STATED EXERCISE: In the stretch of the review from "Greg Forter. Murdering" through "viii + 370 pp.", rename "UP" to "University Press" and write the passage out again.

Greg Forter. Murdering Masculinities: Fantasies of Gender and Violence in the American Crime Novel. New York: New York UP, 2000. x + 268 pp.
Sean McCann. Gumshoe America: Hard-Boiled Crime Fiction and the Rise and Fall of New Deal Liberalism. Durham: Duke UP, 2000. viii + 370 pp.

The year 2000 was a good one for the gumshoe, a year in which the detective's ambivalence became his strength. Two major studies on American crime novels from the 1920s through the 1960s, both published in 2000, begin from the observation that the genre has been far from coherent in its responses to central tensions within American culture. In starting from this point, each study makes a strong case for why even those who have not been readers of the crime novel should be. But these two books could not be more different, despite the fact that they focus most of their attention, with a few exceptions, on the same writers—Dashiell Hammett, Chester Himes, Jim Thompson, and James Cain. (Forter adds Faulkner to the list; McCann adds several others including Mickey Spillane, Ross Macdonald, Charles Willeford, Carroll John Daly, and Raymond Chandler.) The distinctions between the books suggest not only the difference methodology and theory make—Forter's approach is psychoanalytic, McCann's philosophical and historicist—but also the literary depth and range to be found in a genre whose practitioners, as McCann [End Page 348] brilliantly shows, were often ambivalent about both their literary aspirations and their popular following.

RECORD EXCERPTS:
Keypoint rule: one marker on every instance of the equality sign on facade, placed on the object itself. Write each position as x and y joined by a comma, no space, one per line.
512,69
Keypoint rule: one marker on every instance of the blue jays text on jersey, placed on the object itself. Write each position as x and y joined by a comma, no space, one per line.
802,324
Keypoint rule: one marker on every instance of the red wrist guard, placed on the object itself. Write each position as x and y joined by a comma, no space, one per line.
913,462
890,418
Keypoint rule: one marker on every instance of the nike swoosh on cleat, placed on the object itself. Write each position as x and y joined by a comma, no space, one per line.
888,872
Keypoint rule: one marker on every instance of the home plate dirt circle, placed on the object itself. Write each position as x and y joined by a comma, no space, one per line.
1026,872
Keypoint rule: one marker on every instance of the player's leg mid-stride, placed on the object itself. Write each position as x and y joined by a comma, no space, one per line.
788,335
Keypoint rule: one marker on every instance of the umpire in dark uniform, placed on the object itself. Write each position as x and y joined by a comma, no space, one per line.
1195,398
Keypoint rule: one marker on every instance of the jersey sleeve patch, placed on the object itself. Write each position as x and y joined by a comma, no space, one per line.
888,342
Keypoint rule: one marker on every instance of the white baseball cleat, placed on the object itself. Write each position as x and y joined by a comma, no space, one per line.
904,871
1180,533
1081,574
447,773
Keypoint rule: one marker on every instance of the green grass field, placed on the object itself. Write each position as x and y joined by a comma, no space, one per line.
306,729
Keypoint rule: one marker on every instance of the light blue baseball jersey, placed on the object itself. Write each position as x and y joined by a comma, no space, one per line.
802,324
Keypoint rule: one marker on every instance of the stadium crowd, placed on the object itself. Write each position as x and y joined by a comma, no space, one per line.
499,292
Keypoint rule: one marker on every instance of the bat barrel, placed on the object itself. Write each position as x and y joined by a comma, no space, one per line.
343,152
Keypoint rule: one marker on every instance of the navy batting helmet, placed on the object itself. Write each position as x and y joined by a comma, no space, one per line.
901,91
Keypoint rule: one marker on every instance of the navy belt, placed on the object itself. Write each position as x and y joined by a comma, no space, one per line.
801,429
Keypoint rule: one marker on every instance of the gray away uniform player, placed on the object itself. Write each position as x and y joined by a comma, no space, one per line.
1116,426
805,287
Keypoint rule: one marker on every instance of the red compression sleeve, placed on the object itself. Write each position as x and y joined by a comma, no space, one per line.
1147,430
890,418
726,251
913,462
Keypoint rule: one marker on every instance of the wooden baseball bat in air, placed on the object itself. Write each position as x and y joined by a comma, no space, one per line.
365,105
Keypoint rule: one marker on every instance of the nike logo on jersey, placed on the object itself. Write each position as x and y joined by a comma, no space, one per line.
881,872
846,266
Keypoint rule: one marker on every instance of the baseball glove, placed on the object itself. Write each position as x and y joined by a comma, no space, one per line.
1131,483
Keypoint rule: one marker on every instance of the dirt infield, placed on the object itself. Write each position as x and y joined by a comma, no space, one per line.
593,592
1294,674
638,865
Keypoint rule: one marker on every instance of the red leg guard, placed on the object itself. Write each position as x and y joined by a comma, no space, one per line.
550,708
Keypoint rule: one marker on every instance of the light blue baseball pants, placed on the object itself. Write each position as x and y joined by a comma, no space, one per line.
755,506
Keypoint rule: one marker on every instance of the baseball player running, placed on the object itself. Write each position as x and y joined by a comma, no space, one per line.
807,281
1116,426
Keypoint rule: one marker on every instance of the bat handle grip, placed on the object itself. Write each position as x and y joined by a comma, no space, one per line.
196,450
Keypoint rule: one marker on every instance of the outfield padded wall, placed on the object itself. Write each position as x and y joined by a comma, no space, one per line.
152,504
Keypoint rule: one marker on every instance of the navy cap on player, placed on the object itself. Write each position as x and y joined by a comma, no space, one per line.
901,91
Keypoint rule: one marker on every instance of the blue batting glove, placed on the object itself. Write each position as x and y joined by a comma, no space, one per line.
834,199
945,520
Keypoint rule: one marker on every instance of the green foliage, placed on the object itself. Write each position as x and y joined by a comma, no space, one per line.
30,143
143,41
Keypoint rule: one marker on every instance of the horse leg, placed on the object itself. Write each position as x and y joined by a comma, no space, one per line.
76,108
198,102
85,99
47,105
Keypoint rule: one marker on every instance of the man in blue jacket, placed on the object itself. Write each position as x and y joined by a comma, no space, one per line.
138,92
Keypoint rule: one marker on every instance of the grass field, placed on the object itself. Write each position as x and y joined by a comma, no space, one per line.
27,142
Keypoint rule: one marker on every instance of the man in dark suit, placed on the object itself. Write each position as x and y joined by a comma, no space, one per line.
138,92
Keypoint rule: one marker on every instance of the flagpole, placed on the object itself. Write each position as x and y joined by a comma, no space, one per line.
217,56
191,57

THE RESPONSE:
Greg Forter. Murdering Masculinities: Fantasies of Gender and Violence in the American Crime Novel. New York: New York University Press, 2000. x + 268 pp.
Sean McCann. Gumshoe America: Hard-Boiled Crime Fiction and the Rise and Fall of New Deal Liberalism. Durham: Duke University Press, 2000. viii + 370 pp.